■ SHORT TASK 1 ■
Substitute "Launch Command" for "Startup Command" in the Puppeteer setup text and write out the passage from "You can use" up to and including "installed at startup.".
■ SHORT TASK 2 ■
Translate this sentence from the Puppeteer setup text into Spanish: "You’ll see these packages are installed at startup."

■ DOCUMENT EXCERPT ■
Add your Startup script

A Startup Command/Script will be required to successfully run this on a “Blessed Image”. You can try to use one of the two below methods.

Chromium download method

You can opt to download through Debian with the chromium package. This will install the needed Shared Libraries for runtime.

Add the following into the Startup Command of your App Service under Configuration -> General Settings:

apt-get update -yy && apt-get install -yy chromium && npm run start

Chromium method

You’ll see this package now being downloaded on startup.

When invoking your web scraping route (/api/scrape), you should see the below - which is the response we expect, which indicates Puppeteer is working as expected:

Chromium method

Shared Library method

If for some reason you cannot use the Chromium download method, you may encounter the following error at runtime:

/home/site/wwwroot/.cache/puppeteer/chrome/linux-113.0.5672.63/chrome-linux64/chrome: error while loading shared libraries: libgobject-2.0.so.0: cannot open shared object file: No such file or directory

Which would be due to the shared library libgobject-2.0.so.0 not being available in the container runtime.

You can use apt-get update -yy && apt-get install ibgobject, however, you’ll eventually see a myriad of further missing shared libraries, when adding the missing one into the startup script, others may pop up - such as:

  • error while loading shared libraries: libatk-bridge-2.0.so.0
  • error while loading shared libraries: libatk-1.0.so.0
  • error while loading shared libraries: libcups.so.2

To resolve this - add the following into the Startup Command of your App Service under Configuration -> General Settings:

apt-get update -yy && apt-get install -yy libnss3-dev libgdk-pixbuf2.0-dev libgtk-3-dev libxss-dev libasound2 && npm run start

Startup Command

You’ll see these packages are installed at startup.

NOTE: If you’re on a smaller SKU, such as Basic, the container may time out on startup due to number of packages that need to be installed now. Scale up to a large sku, like Premium, or, add the App Setting WEBSITES_CONTAINER_START_TIME_LIMIT - values default to 230 - with a max of 1800 - in seconds.

Custom Image

An alternative to using a Blessed Image is instead use a custom Docker Image. This can potentially help performance on application start up, since if there are events such as restarts or instance movement - these Shared Libraries that were required in the Startup Command section will be installed each time.

This can add extra time to application initialization, and more-so on smaller SKUs.

With a custom Docker Image, you can build the image with these required Shared Libraries already.

■ DATASET SECTION ■
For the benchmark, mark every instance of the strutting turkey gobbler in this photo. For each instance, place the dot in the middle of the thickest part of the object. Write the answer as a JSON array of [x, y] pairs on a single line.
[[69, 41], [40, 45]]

■ COMPLETE RESPONSE 1 ■
You can use apt-get update -yy && apt-get install ibgobject, however, you’ll eventually see a myriad of further missing shared libraries, when adding the missing one into the startup script, others may pop up - such as:

  • error while loading shared libraries: libatk-bridge-2.0.so.0
  • error while loading shared libraries: libatk-1.0.so.0
  • error while loading shared libraries: libcups.so.2

To resolve this - add the following into the Launch Command of your App Service under Configuration -> General Settings:

apt-get update -yy && apt-get install -yy libnss3-dev libgdk-pixbuf2.0-dev libgtk-3-dev libxss-dev libasound2 && npm run start

Launch Command

You’ll see these packages are installed at startup.

■ COMPLETE RESPONSE 2 ■
Verás que estos paquetes se instalan al iniciar.